抜き出した文章
面会に訪れる娘「いつかは父の死を告げたい」
今年2月に入居した松浦才子さん(83)のもとには、長女の博子さんが週に4~5回は会いに来ています。以前入っていた特別養護老人ホームでは、面会制限で3か月に1度、ガラス越しでしか会うことができませんでした。
(才子さんに話しかける長女・松浦博子さん)
「お母さん、お母さん、起きた?来たで。まぶしいな?ちょっとまぶしいか?いい天気やで、きょう外、桜咲いとったわ」
才子さんは脳梗塞の後遺症で言葉が出にくい状況が続いています。
博子さんには面会でどうしても伝えておきたいことがありました。去年12月、同じ特別養護老人ホームに入居していた父親で、才子さんの夫が亡くなったのですが、まだそのことを伝えられずにいます。
(才子さんの長女 松浦博子さん)
「ガラス越しの面会で、弟と一緒に面会に行った時に、父親が亡くなったことを言おうかと思ったんですけど、やっぱりこの状態だと言わないほうがいいかなと思って、言ってないんです」

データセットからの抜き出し

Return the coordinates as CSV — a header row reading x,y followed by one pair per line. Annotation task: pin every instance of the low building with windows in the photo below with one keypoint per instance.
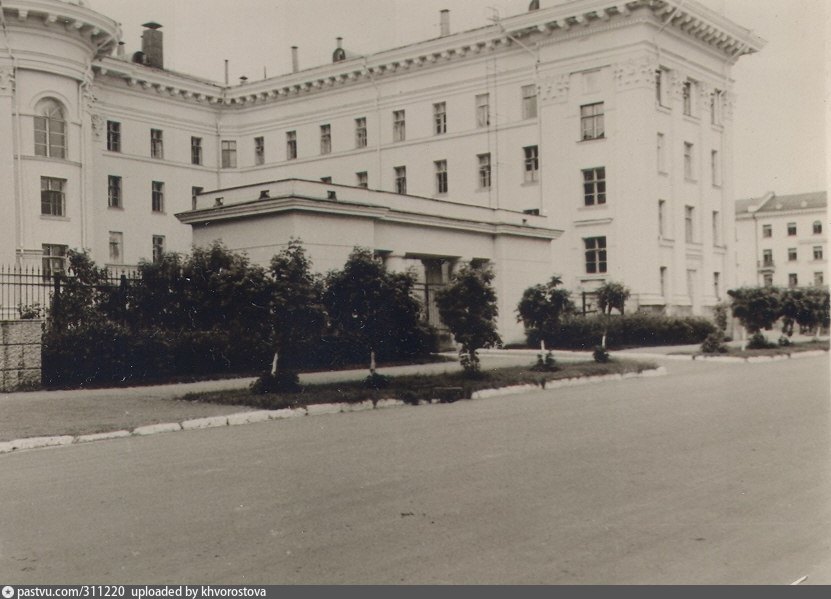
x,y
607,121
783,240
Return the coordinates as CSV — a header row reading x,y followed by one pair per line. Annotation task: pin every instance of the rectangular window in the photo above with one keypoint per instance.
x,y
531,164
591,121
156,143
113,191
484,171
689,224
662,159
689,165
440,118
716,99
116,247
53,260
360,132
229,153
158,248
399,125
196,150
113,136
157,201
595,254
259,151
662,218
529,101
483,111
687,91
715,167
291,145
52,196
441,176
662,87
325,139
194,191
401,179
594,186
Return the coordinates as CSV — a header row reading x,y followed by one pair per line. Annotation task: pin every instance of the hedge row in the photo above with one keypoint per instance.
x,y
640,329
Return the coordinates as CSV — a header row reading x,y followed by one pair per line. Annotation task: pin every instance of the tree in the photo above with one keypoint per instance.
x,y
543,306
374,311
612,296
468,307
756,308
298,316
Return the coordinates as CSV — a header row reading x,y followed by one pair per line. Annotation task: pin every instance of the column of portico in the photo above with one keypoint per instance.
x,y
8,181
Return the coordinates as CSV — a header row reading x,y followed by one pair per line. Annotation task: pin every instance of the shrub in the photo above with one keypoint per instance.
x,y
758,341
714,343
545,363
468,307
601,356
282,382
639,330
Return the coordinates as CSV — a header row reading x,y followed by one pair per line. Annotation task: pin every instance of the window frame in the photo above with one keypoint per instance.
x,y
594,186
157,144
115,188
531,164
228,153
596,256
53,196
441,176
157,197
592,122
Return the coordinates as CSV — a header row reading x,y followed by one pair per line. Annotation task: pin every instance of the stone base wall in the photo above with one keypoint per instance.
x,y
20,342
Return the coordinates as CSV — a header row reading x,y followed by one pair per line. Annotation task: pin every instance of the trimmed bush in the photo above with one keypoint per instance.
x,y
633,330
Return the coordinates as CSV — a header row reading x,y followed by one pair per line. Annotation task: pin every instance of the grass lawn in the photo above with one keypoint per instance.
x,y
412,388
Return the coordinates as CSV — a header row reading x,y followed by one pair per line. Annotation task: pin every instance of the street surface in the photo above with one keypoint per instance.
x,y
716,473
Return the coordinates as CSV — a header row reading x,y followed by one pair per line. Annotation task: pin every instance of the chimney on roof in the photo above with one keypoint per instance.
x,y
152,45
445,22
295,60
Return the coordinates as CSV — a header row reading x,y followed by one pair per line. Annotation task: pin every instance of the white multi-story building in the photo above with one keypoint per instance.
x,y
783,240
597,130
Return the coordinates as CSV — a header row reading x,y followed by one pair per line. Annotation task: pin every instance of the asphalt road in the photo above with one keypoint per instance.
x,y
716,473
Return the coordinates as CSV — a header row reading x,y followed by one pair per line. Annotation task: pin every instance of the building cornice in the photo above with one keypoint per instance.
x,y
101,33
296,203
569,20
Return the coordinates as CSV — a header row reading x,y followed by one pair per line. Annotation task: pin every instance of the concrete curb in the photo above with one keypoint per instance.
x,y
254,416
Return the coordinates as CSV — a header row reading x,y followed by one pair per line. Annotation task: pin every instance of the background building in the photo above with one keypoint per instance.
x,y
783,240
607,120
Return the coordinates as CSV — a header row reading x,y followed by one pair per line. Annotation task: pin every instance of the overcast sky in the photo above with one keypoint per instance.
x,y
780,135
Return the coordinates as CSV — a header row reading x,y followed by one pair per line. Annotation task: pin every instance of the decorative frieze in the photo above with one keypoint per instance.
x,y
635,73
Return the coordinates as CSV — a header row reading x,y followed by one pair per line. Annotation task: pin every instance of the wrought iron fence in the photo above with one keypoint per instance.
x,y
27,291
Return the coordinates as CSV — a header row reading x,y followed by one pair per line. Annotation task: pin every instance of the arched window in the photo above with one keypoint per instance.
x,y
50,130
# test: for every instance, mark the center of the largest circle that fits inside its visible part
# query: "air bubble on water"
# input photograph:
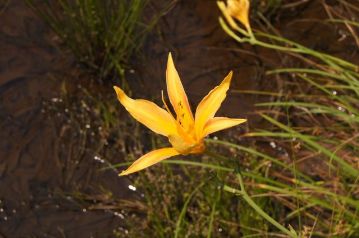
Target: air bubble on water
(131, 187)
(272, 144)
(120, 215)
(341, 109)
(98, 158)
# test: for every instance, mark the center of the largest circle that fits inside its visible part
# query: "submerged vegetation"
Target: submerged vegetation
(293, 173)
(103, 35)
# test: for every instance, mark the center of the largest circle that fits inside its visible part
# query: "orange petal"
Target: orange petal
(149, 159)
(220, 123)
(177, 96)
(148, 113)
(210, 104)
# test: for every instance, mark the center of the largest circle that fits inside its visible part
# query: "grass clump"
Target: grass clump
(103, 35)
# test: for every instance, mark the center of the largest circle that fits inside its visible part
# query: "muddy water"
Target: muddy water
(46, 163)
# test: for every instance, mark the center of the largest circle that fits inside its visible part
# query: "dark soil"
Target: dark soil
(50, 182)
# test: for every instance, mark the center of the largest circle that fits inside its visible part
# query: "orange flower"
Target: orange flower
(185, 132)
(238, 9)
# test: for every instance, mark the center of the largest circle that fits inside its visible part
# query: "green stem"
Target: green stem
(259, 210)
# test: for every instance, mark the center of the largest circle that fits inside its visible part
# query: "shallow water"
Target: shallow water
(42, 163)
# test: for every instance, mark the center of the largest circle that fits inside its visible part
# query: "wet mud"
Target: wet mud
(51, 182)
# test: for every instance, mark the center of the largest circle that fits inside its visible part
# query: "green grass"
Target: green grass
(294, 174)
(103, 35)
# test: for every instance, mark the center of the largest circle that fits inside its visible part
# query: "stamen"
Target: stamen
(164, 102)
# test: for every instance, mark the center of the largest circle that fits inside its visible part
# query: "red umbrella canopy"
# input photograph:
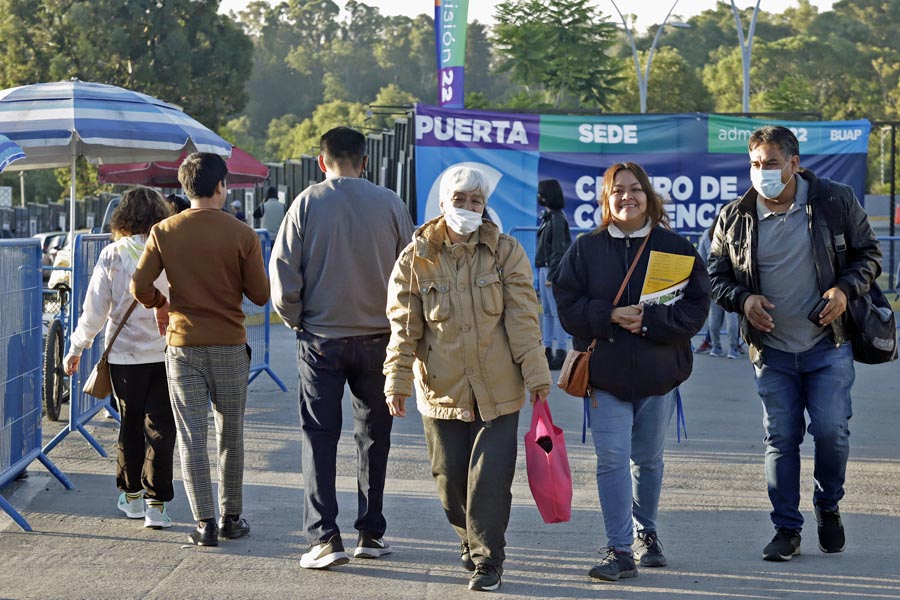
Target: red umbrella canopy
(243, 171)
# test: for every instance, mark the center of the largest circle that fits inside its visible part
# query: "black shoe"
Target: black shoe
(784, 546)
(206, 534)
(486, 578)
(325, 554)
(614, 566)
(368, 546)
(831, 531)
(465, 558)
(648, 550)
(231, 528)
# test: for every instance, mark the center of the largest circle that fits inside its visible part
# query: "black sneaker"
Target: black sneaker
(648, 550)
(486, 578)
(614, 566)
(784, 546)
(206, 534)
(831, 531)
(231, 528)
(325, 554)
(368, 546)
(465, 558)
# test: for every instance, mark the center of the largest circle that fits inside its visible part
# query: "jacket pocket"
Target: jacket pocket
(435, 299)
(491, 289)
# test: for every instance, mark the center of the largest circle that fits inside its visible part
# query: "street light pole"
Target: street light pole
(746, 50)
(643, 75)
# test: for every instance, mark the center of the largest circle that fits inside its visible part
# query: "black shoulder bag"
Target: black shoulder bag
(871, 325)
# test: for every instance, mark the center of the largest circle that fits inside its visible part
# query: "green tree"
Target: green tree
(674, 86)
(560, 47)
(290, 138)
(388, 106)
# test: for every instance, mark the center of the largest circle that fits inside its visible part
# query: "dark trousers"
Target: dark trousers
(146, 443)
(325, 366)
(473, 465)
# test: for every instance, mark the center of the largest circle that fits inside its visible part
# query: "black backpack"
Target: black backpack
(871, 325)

---

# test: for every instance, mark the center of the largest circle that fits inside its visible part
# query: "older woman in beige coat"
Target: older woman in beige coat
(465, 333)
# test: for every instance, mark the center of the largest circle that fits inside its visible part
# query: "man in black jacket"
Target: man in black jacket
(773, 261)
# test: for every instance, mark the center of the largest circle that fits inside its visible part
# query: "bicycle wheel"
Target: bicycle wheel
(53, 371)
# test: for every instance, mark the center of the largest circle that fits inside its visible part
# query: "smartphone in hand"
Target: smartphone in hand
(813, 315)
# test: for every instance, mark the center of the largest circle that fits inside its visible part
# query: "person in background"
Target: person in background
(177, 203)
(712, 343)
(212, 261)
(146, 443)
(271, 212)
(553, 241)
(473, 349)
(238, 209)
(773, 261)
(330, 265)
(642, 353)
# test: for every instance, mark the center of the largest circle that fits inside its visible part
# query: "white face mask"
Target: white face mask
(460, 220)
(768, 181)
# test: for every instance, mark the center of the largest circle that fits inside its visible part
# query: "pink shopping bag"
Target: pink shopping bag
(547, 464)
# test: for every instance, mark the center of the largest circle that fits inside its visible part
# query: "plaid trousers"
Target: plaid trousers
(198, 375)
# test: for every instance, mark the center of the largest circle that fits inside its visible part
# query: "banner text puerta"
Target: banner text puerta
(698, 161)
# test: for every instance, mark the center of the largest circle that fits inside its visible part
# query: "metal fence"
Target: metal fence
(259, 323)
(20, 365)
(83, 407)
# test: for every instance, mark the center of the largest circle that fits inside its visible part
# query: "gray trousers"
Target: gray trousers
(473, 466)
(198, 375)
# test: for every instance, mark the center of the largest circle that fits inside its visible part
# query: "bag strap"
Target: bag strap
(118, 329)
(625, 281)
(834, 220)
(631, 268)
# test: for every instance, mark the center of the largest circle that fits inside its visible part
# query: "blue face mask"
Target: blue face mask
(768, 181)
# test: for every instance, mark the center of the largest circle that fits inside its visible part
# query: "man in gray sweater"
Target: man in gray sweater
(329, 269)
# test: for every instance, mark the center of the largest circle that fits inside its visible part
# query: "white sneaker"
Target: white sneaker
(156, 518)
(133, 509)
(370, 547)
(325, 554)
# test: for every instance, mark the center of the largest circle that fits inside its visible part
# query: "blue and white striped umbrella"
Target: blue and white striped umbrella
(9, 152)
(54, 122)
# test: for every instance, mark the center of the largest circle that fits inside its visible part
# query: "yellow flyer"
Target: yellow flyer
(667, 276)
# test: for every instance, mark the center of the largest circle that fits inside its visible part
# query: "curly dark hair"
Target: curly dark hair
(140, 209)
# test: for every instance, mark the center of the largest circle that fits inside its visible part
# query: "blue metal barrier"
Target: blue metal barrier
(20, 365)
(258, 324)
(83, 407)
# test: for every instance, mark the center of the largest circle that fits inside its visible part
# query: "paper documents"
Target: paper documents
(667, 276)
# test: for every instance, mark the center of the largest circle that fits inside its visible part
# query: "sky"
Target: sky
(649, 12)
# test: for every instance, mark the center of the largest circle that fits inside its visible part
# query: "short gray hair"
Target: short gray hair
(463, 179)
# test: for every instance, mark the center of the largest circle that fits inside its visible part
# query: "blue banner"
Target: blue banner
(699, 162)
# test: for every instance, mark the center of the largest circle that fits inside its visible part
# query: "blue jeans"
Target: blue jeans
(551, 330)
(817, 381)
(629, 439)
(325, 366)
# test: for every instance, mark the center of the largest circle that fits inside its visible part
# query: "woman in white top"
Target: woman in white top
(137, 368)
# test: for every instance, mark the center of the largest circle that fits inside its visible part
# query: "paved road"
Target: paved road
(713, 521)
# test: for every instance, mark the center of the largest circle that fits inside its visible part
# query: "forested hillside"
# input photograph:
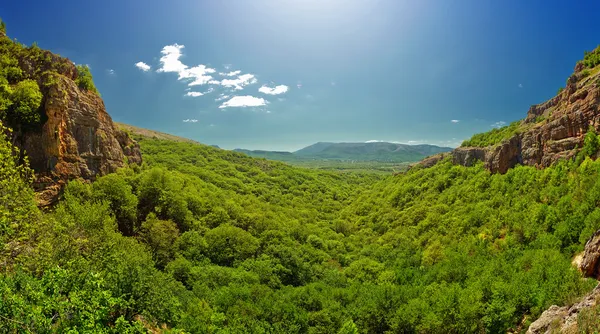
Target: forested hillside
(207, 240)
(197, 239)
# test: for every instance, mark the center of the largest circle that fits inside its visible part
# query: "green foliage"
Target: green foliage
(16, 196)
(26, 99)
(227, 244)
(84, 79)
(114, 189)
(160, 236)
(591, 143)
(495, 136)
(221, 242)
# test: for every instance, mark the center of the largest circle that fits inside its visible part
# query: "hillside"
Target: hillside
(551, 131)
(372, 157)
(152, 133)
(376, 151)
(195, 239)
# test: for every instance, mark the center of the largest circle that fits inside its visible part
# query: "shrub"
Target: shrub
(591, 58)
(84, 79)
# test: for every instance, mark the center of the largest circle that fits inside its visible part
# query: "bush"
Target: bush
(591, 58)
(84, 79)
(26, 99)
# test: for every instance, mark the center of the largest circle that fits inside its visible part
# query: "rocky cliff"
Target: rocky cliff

...

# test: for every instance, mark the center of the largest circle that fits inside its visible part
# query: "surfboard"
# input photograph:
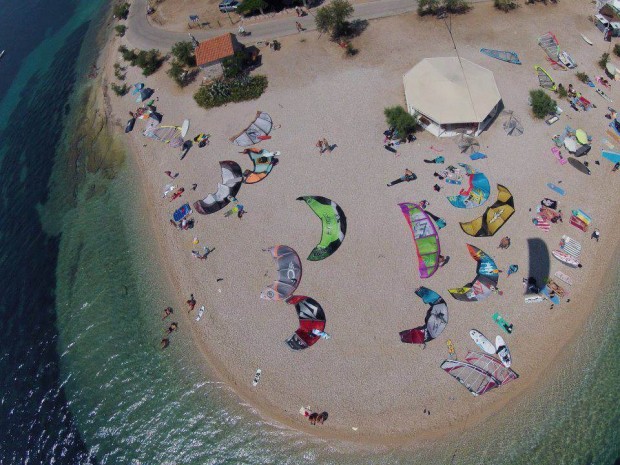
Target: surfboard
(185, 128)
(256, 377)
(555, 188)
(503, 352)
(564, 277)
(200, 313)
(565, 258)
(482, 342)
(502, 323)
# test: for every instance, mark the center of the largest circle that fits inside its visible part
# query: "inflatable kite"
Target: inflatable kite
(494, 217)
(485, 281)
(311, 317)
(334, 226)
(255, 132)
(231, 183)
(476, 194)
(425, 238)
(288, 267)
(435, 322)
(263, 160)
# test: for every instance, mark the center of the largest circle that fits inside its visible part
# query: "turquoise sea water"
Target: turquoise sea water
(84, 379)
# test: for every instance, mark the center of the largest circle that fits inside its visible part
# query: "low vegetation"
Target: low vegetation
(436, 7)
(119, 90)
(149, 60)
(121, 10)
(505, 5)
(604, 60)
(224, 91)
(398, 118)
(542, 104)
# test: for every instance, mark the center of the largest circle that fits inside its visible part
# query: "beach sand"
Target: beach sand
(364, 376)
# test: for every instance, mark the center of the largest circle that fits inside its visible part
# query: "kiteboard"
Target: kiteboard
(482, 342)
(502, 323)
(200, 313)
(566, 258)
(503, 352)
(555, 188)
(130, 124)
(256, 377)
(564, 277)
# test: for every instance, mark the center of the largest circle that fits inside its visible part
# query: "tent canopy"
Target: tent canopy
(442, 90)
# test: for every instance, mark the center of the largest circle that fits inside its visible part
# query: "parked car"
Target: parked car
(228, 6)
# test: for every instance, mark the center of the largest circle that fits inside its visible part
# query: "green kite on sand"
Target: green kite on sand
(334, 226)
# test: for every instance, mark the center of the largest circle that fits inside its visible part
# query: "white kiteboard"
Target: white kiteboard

作業の指示
1. 母との面会の記事のうち、「面会に訪れる娘「いつかは父の死を告げたい」」から「いい天気やで、きょう外、桜咲いとったわ」」までを、その両端も含めて一字も変えずに書き出してください。
2. 母との面会の記事の最後の文を引き継いで、その続きを書いてください。

作業の結果
1.
面会に訪れる娘「いつかは父の死を告げたい」
今年2月に入居した松浦才子さん(83)のもとには、長女の博子さんが週に4~5回は会いに来ています。以前入っていた特別養護老人ホームでは、面会制限で3か月に1度、ガラス越しでしか会うことができませんでした。
(才子さんに話しかける長女・松浦博子さん)
「お母さん、お母さん、起きた?来たで。まぶしいな?ちょっとまぶしいか?いい天気やで、きょう外、桜咲いとったわ」

2.
外に出るのが好きな才子さん。天気の良い日は散歩に連れ出します。自分のことを娘だとわからなくなった状態で、母親に父の死が伝わるのか不安ですが、博子さんは会う時間を増やし、いつかは告げたいと思っています。
(才子さんに話しかける博子さん)
「久しぶりちゃう?桜見るの。(才子さんが手を振り)手振った、手振った」
2人の娘が1日おきに面会…母親「電話で声を聞くだけよりうれしい」
5月19日、施設では看護師らの動きが慌ただしくなっていました。入居者の女性の容体が悪化していたのです。
今年3月に取材した時の松島知恵子さん(83)。
(松島知恵子さん 今年3月)
「これ写真に写っている小さい赤ちゃんはひ孫なんですよ」
松島さんは、バッド・キアリ症候群という肝臓からの血管が詰まる難病を患っていましたが、近くに住む2人の娘が1日おきに訪ね、家族一緒の時間を過ごしていました。
(松島知恵子さん 今年3月)
「(Q会えてどんな気持ち?)そらうれしいですよ。みんな元気そうでやってくれているからね。電話で声を聞くだけよりね、うれしいですよ」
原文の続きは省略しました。